▶ Exercise instructions
Could you swap every "black" for "dark" in the stretch from the start of the lines through the line containing "[68,284,563,386]", leaving everything else unchanged, and give back only those lines?

▶ Materials provided
>>>>

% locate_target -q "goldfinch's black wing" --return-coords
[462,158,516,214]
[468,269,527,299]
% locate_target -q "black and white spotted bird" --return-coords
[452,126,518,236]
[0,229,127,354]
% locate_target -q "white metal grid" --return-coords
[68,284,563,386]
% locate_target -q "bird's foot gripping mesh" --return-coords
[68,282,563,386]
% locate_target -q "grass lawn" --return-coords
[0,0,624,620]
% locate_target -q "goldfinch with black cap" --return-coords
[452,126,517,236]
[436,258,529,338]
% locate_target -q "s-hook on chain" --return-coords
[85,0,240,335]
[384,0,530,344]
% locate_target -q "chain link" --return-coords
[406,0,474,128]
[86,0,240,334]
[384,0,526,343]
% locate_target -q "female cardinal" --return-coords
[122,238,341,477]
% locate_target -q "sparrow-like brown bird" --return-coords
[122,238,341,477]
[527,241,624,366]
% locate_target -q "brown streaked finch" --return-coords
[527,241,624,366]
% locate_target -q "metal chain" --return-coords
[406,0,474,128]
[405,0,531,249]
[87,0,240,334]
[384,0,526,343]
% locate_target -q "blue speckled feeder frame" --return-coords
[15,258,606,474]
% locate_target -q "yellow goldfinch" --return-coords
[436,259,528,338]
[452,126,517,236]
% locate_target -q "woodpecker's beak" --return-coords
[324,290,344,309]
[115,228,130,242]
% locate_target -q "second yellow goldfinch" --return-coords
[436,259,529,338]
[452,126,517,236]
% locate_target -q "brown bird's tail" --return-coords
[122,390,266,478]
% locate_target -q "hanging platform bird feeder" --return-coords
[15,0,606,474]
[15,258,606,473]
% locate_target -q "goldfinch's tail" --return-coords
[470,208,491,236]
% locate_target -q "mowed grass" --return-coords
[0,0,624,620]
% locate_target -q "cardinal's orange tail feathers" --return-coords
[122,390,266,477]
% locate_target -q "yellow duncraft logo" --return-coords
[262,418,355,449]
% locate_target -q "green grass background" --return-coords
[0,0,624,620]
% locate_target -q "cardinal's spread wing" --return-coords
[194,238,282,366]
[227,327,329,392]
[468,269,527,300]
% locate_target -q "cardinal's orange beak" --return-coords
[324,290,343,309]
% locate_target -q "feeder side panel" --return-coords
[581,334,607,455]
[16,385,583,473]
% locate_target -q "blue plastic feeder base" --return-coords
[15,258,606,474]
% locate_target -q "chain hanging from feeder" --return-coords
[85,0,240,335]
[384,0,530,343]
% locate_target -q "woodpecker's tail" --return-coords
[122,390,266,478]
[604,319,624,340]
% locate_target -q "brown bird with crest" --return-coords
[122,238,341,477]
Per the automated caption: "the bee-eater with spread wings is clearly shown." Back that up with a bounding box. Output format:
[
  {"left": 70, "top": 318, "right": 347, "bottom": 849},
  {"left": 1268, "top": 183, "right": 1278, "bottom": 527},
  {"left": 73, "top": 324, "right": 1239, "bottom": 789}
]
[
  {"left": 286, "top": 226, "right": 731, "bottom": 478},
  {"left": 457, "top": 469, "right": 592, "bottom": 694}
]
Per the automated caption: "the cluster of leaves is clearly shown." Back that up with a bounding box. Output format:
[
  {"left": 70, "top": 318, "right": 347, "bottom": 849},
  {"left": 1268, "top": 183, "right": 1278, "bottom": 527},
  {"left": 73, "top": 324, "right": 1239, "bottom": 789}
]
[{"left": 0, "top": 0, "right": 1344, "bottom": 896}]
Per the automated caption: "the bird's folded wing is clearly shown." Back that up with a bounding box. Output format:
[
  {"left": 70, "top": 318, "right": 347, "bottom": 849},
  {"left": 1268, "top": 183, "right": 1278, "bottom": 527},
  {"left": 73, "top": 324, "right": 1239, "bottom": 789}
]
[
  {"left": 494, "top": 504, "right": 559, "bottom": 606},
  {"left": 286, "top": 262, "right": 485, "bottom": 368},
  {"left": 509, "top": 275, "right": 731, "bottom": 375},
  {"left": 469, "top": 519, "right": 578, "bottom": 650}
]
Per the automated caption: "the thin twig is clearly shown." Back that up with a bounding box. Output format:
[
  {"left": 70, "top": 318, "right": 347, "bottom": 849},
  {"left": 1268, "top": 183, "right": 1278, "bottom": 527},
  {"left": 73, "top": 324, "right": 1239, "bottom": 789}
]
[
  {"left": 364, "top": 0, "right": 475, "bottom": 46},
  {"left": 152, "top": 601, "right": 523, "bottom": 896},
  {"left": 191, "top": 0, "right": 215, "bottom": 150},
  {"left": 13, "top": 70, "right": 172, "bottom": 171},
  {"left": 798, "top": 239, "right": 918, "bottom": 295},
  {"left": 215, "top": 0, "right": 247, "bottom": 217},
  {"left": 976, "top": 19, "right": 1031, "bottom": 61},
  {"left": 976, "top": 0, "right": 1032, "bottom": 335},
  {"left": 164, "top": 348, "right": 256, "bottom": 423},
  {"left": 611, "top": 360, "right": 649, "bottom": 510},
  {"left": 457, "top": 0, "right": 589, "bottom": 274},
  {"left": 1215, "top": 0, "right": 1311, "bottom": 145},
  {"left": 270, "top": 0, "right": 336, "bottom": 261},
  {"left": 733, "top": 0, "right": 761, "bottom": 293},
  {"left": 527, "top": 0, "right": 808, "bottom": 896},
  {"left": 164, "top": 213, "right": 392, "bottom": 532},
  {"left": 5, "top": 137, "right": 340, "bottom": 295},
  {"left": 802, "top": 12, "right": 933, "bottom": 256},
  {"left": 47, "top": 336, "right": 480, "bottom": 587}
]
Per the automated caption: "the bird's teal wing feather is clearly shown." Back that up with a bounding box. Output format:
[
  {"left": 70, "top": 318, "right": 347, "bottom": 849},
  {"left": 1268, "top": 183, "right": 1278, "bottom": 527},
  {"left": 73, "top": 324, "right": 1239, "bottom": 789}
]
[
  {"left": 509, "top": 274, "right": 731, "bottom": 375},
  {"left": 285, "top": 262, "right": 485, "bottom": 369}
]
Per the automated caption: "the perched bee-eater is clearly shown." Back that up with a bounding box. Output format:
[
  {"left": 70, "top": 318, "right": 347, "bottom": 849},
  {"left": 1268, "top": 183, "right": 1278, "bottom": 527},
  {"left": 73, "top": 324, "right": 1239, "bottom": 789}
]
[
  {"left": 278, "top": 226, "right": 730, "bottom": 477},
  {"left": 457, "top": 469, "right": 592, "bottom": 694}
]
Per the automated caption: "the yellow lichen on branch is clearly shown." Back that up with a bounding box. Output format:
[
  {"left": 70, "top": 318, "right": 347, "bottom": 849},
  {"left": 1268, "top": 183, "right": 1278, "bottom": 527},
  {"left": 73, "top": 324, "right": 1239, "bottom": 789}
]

<<<<

▶ Task output
% locate_target -q "goldfinch's dark wing" --return-coords
[462,158,516,214]
[468,269,527,299]
% locate_target -q "dark and white spotted bird" --return-coords
[452,126,518,236]
[0,229,127,354]
% locate_target -q "white metal grid" --return-coords
[68,284,563,386]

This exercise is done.